====== Source extract ======

Providing evidence to improve practice

Individual study: Biological control of invasive populations of crayfish: The European eel (Anguilla anguilla) as a predator of Procambarus clarkii.

Published source details

Aquiloni L, Brusconi S, Cecchinelli E, Tricarico E, Mazza G, Paglianti A & Gherardi F (2010) Biological control of invasive populations of crayfish: The European eel (Anguilla anguilla) as a predator of Procambarus clarkii. Biological Invasions, 12, 3817-3824


This study is summarised as evidence for the intervention(s) shown on the right. The icon shows which synopsis it is relevant to.

Procambarus crayfish control: Encouraging predators Control of Freshwater Invasive Species

One replicated, controlled laboratory study conducted in 2006 on specimens from wetlands and irrigation ditches in Italy (Aquiloni et al. 2010) found that the eel Anguilla anguilla, preyed effectively on red swamp crayfish Procambarus clarkii compared with the control tank (no predator). Different sizes of crayfish were preyed upon at a similar rate (one crayfish every four days/eel).  The number of dead crayfish in tanks increased when the crayfish were moulting. Crayfish were weighed and measured and placed within four aerated plastic tanks (100 cm diameter, 30 cm depth). Three tanks held 10 hard-shelled, male crayfish of one size class and an eel. There were three size classes in total. One tank had 10 crayfish but no eel (control). Over 14 days, the number and weight of crayfish preyed upon were recorded. Dead crayfish were replaced with live individuals and experiments were replicated five times.

======

• _Exercise set_
1. In the eel and crayfish study, how often did an eel prey on a crayfish, regardless of crayfish size?
2. Extend the summary of the eel and crayfish study, picking up after its final sentence.

====== Raw data ======

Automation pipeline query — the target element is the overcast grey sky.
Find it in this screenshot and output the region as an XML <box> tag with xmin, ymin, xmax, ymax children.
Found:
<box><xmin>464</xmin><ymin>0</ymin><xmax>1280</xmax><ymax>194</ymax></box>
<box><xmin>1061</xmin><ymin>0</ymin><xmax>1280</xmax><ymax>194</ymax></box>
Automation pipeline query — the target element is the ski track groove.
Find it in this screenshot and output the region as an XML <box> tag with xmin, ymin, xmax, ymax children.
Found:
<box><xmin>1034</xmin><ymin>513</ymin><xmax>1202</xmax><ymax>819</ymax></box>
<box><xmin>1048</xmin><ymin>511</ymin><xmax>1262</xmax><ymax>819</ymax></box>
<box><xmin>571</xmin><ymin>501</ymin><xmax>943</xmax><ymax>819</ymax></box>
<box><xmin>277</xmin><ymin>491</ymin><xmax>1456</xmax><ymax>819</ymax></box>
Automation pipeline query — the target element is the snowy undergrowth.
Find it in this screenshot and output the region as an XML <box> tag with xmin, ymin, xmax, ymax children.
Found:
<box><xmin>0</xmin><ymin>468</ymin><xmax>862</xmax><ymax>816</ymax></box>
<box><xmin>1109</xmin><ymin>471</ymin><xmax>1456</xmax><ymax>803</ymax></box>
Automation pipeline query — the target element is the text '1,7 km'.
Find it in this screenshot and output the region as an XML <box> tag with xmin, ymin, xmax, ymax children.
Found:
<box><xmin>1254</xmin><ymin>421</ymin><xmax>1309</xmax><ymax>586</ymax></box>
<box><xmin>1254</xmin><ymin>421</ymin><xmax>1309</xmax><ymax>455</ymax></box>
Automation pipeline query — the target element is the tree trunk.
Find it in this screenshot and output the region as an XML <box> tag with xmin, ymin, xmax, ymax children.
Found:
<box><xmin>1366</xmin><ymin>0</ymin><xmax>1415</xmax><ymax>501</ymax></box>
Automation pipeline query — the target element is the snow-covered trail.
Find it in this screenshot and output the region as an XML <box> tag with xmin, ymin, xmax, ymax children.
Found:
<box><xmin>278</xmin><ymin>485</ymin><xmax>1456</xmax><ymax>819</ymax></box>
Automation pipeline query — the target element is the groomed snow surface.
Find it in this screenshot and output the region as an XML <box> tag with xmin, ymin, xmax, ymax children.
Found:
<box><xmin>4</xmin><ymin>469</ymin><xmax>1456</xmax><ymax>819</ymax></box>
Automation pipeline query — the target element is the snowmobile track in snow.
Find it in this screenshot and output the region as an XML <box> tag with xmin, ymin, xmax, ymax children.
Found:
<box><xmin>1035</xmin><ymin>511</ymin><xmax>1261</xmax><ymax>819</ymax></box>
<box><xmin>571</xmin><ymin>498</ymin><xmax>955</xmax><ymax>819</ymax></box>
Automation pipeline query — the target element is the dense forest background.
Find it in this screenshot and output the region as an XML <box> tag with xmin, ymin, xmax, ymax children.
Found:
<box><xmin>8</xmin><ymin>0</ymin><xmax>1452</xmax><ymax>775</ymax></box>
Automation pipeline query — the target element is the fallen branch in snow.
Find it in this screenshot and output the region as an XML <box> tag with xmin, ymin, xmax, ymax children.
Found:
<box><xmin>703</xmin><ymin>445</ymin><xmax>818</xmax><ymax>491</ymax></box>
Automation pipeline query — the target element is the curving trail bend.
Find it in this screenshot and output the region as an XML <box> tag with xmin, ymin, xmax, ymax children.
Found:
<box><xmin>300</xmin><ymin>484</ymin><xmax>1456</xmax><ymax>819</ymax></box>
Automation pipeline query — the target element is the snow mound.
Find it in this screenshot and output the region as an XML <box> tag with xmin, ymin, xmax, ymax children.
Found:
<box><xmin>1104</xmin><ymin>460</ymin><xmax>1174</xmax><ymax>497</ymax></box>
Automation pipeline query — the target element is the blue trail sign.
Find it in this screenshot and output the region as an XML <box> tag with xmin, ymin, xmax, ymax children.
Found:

======

• _Answers for this exercise_
1. One crayfish every four days per eel.

2.
Procambarus crayfish control: Encouraging predators Control of Freshwater Invasive Species

A second replicated, controlled study conducted in 2007 in a canal in Italy (Aquiloni et al. 2010) found that the eel Anguilla anguilla, preyed effectively on red swamp crayfish Procambarus clarkii compared with the control tank (no predator). The eels predated more on smaller than on larger crayfish. Crayfish were measured and placed in cages (50 x 50 x 200 cm; 2 mm mesh width) that were 3 m apart from each other. Each cage held five hard-shelled, male crayfish of one size class. Three size classes were used in total. In half of the cages, an adult eel was placed. The other cages were controls (no eel). Over 20 days, once a week, number and size of dead crayfish was recorded.

 

Procambarus crayfish control: Trapping combined with encouragement of predators Control of Freshwater Invasive Species

A replicated, paired sites study conducted in 2008 in two artificial canals in Italy (Aquiloni et al. 2010) found that trapping was more effective than using a predator, the eel Anguilla anguilla, in controlling red swamp crayfish Procambarus clarkii populations. Transects containing low densities of eel did not effectively reduce red swamp crayfish Procambarus clarkii densities in comparison to transects containing traps. When trapping was suspended for a month, crayfish populations increased, indicating that trapping effectively reduces crayfish population sizes.  In each canal, two transects (150 x 3 m) were delimited using 2 mm-mesh wire netting. Crayfish density was estimated by trapping with 6 traps per transect for one week. After one week, 15 adult eels were put in one transect/canal. Trapping continued for two weeks. The sex and length of each trapped crayfish was determined. The number of live crayfish was monitored.